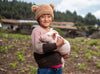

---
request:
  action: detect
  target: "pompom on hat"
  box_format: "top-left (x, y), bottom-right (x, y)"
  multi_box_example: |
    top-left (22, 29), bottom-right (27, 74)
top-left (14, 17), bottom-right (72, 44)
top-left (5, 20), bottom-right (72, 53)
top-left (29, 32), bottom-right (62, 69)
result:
top-left (31, 4), bottom-right (54, 20)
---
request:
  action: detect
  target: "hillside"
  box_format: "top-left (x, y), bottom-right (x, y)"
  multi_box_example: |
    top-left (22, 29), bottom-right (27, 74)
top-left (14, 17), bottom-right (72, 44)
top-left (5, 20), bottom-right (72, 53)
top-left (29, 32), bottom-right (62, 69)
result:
top-left (0, 32), bottom-right (100, 74)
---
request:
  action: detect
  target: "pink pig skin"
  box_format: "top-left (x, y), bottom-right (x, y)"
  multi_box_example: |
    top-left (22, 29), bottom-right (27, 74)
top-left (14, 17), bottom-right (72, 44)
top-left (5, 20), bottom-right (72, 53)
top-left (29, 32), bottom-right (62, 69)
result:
top-left (41, 30), bottom-right (70, 55)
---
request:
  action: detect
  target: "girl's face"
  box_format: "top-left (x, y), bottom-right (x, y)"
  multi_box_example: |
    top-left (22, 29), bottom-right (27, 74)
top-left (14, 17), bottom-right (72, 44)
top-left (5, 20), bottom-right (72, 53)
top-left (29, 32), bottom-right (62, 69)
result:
top-left (39, 14), bottom-right (52, 28)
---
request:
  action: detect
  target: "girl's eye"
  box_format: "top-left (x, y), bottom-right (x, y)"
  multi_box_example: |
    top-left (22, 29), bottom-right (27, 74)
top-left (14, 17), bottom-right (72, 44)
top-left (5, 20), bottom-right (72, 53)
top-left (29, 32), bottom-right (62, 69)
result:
top-left (41, 15), bottom-right (45, 18)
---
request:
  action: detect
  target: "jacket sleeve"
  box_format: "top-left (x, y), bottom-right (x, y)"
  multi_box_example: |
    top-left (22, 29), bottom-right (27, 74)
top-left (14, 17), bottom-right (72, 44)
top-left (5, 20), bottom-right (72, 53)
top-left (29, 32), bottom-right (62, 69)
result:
top-left (31, 30), bottom-right (57, 54)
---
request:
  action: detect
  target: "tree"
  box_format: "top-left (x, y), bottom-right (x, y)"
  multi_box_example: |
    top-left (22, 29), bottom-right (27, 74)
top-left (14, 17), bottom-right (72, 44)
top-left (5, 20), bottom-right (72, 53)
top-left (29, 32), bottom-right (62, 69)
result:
top-left (85, 13), bottom-right (97, 25)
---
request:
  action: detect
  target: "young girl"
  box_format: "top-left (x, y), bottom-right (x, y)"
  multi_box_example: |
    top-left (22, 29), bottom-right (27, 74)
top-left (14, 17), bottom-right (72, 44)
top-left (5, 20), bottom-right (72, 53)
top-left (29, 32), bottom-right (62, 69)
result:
top-left (31, 4), bottom-right (69, 74)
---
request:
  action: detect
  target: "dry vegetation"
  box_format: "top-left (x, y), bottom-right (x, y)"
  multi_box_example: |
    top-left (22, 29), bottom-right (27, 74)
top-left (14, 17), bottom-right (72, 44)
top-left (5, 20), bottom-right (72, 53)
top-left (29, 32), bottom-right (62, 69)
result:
top-left (0, 33), bottom-right (100, 74)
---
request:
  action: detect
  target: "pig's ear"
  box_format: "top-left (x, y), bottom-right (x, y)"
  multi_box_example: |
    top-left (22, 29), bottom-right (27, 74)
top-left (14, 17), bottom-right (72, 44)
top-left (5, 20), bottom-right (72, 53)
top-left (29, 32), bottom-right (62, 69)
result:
top-left (53, 33), bottom-right (57, 38)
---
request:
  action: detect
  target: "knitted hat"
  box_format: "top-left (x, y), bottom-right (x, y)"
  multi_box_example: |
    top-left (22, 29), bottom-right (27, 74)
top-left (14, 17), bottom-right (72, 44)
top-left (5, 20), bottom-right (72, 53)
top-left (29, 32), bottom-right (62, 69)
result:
top-left (32, 4), bottom-right (54, 20)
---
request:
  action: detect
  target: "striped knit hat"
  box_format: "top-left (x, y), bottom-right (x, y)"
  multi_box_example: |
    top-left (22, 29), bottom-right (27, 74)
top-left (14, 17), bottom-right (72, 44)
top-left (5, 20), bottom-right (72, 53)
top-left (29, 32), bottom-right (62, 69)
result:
top-left (31, 4), bottom-right (54, 20)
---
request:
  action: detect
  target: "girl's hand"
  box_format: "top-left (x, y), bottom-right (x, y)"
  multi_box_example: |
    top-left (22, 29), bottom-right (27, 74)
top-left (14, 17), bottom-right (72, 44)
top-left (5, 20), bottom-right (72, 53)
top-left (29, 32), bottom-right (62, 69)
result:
top-left (63, 53), bottom-right (70, 59)
top-left (56, 36), bottom-right (64, 47)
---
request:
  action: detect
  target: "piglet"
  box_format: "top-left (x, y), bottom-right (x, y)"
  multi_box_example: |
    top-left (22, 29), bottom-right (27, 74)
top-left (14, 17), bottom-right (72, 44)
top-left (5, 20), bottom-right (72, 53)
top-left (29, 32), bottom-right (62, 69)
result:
top-left (41, 29), bottom-right (70, 67)
top-left (41, 29), bottom-right (70, 56)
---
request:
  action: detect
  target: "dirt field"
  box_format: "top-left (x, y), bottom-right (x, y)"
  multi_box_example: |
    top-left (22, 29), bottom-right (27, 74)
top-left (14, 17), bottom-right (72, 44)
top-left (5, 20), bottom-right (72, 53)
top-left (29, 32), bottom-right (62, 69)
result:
top-left (0, 33), bottom-right (100, 74)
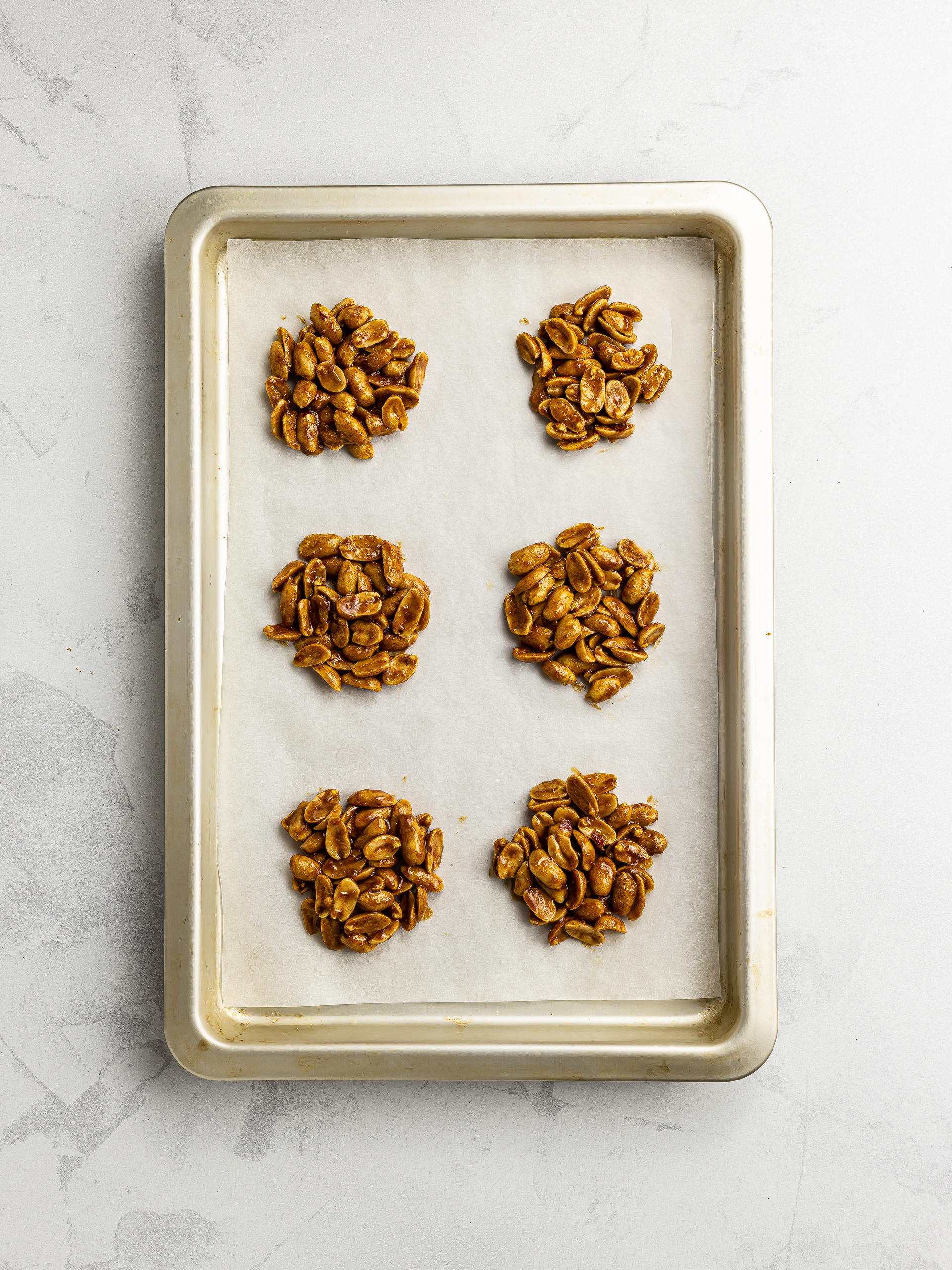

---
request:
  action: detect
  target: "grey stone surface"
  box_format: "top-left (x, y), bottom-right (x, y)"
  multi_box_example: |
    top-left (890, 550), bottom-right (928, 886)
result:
top-left (0, 0), bottom-right (952, 1270)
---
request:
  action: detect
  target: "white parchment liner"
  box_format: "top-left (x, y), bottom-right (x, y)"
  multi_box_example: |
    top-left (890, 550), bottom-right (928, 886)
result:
top-left (217, 239), bottom-right (720, 1007)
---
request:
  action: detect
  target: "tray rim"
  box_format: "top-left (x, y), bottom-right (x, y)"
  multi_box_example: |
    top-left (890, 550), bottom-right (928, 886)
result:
top-left (164, 182), bottom-right (777, 1081)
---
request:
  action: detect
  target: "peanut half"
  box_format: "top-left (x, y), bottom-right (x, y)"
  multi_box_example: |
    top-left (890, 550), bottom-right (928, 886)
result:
top-left (264, 533), bottom-right (430, 692)
top-left (508, 522), bottom-right (665, 706)
top-left (518, 286), bottom-right (671, 453)
top-left (495, 769), bottom-right (668, 948)
top-left (264, 297), bottom-right (429, 458)
top-left (281, 789), bottom-right (443, 952)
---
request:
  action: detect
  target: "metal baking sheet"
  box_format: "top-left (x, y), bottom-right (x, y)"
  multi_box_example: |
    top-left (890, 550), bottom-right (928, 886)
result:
top-left (166, 183), bottom-right (775, 1080)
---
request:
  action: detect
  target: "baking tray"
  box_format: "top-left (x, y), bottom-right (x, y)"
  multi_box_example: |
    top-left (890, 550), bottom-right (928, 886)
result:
top-left (165, 182), bottom-right (777, 1080)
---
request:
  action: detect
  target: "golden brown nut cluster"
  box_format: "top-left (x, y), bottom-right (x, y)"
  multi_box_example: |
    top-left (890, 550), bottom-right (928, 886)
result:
top-left (265, 296), bottom-right (429, 458)
top-left (492, 772), bottom-right (668, 948)
top-left (281, 790), bottom-right (443, 952)
top-left (503, 523), bottom-right (664, 705)
top-left (515, 286), bottom-right (671, 451)
top-left (264, 533), bottom-right (430, 692)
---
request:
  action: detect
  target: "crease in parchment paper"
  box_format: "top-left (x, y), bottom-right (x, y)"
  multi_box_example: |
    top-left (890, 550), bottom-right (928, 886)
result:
top-left (217, 239), bottom-right (720, 1007)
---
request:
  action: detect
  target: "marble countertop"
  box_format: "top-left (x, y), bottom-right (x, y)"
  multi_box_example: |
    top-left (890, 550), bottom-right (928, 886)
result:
top-left (0, 0), bottom-right (952, 1270)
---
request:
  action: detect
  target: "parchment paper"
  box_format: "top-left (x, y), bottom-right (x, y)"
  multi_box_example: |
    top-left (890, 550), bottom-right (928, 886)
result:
top-left (217, 231), bottom-right (720, 1007)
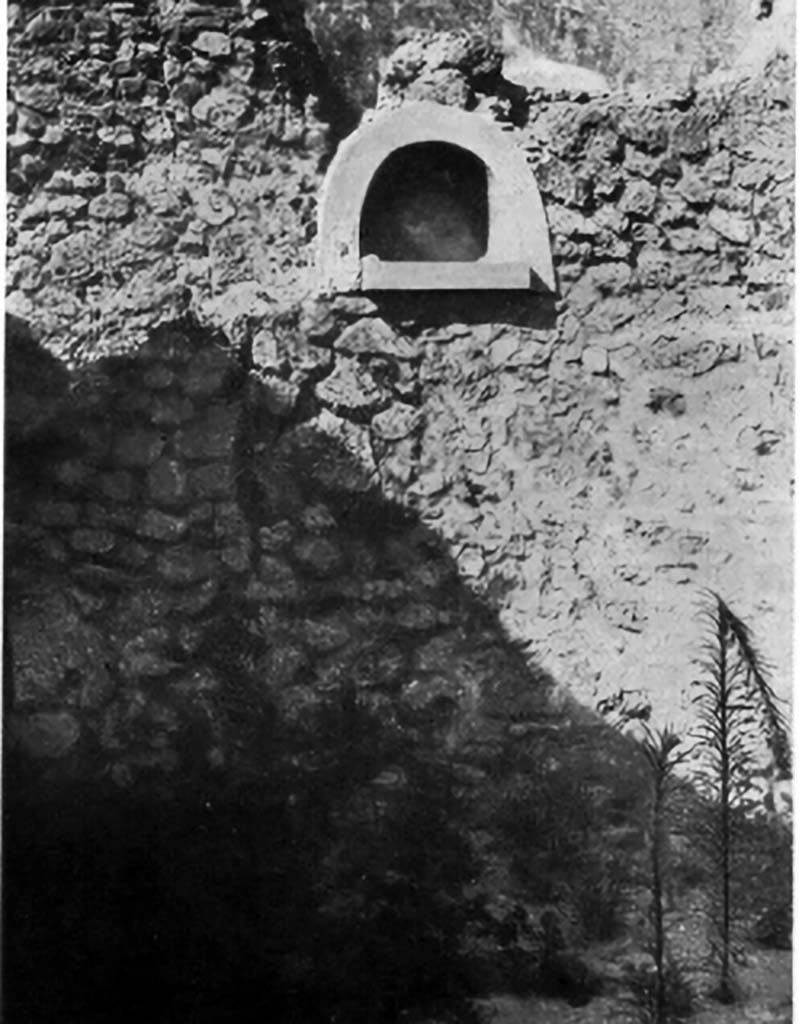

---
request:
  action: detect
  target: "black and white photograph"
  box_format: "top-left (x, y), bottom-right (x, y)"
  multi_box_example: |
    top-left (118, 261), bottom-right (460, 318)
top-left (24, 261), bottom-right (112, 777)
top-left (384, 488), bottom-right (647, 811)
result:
top-left (0, 0), bottom-right (797, 1024)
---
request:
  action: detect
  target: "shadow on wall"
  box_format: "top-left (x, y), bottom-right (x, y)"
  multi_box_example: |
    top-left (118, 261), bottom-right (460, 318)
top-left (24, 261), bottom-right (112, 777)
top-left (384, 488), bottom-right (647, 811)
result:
top-left (3, 311), bottom-right (642, 1024)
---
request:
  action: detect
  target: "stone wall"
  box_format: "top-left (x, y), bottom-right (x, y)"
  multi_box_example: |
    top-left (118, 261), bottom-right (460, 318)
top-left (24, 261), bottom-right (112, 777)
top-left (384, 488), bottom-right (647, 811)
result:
top-left (6, 3), bottom-right (793, 783)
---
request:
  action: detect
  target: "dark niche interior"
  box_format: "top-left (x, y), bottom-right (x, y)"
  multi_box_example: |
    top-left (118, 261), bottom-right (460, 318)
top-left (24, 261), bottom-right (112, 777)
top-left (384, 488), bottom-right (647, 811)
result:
top-left (361, 142), bottom-right (489, 262)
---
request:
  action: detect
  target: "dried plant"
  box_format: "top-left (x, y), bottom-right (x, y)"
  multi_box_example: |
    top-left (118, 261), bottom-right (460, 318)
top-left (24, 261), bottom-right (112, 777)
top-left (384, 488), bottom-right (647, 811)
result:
top-left (693, 593), bottom-right (790, 1002)
top-left (639, 723), bottom-right (689, 1024)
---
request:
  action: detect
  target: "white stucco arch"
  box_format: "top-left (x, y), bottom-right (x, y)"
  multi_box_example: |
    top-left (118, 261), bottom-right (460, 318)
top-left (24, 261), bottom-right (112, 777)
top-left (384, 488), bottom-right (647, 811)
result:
top-left (318, 102), bottom-right (555, 292)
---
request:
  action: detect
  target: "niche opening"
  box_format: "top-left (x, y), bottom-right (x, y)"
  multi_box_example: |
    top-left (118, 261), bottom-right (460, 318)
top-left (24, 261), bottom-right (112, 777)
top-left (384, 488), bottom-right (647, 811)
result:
top-left (360, 142), bottom-right (489, 263)
top-left (317, 102), bottom-right (555, 294)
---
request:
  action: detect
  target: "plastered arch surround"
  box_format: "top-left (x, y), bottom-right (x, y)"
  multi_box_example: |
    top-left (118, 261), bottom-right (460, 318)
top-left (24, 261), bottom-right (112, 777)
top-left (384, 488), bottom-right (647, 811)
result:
top-left (318, 102), bottom-right (555, 294)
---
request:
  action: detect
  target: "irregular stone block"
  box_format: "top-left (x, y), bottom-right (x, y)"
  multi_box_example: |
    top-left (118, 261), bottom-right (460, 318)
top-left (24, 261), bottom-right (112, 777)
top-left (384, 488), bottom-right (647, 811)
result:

● ● ● ● ● ● ●

**WHAT IS EXPECTED:** Return every line from the entries above that contains the string "baking".

**TASK RESPONSE:**
  target: "metal baking sheet"
  target: "baking tray"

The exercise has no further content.